Content starts

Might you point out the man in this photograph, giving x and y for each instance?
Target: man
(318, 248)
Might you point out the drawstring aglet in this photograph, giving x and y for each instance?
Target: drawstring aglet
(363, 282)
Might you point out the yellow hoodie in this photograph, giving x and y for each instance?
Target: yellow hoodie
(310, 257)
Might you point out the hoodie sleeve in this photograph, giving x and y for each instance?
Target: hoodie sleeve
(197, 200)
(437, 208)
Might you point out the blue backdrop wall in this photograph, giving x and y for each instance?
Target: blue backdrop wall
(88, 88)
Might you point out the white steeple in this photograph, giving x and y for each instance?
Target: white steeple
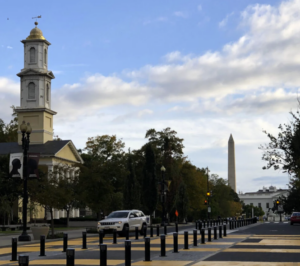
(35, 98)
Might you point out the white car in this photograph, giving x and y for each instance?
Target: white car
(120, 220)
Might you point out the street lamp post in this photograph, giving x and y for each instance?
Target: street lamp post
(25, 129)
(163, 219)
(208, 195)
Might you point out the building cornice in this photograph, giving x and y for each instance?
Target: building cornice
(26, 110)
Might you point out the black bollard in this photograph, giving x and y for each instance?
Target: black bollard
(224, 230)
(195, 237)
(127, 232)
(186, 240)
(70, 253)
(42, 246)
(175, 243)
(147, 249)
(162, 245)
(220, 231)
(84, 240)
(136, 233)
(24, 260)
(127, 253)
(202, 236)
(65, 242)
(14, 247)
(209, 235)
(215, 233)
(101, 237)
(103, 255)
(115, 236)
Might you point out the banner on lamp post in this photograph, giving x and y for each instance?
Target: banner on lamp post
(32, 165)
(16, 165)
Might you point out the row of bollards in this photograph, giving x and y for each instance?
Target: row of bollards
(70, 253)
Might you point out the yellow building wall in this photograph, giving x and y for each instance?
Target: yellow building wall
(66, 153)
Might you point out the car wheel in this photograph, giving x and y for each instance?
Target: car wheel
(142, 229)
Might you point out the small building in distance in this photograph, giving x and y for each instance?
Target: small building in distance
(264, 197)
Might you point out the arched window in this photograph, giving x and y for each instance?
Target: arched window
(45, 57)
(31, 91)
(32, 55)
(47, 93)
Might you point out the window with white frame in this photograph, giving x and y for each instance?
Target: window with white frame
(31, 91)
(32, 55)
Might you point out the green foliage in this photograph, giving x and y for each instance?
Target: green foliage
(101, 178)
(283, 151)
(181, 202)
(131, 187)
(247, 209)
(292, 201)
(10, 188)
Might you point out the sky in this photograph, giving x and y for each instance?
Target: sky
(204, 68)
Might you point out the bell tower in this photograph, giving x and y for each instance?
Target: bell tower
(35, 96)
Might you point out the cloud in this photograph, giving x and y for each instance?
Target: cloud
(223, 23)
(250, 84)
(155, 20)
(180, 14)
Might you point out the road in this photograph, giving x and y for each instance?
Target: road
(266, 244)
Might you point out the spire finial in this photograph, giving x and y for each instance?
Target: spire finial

Content ends

- [Task]:
Copy out the line containing "Might you point out the green", then every line after it through the end of the listing, exactly and with nothing else.

- [Response to the task]:
Might you point out the green foliage in this photograph, giving x and y for each instance?
Target: green foliage
(101, 178)
(283, 151)
(181, 202)
(131, 187)
(247, 209)
(292, 201)
(10, 188)
Might you point out the sky in this photograph, giving x and y for each instance?
Target: sky
(204, 68)
Might you point out the bell tower in this photograph, giving x and y for each instance?
Target: bell tower
(35, 96)
Might you point out the cloud in this photograph, giving x and y for each instance?
Target: cloud
(223, 23)
(250, 84)
(155, 20)
(180, 14)
Might you point out the road in this photograph, giving x and y for each instance?
Target: road
(266, 244)
Might you point out the spire finial in this photograph, giving x and y for each instance?
Target: spire finial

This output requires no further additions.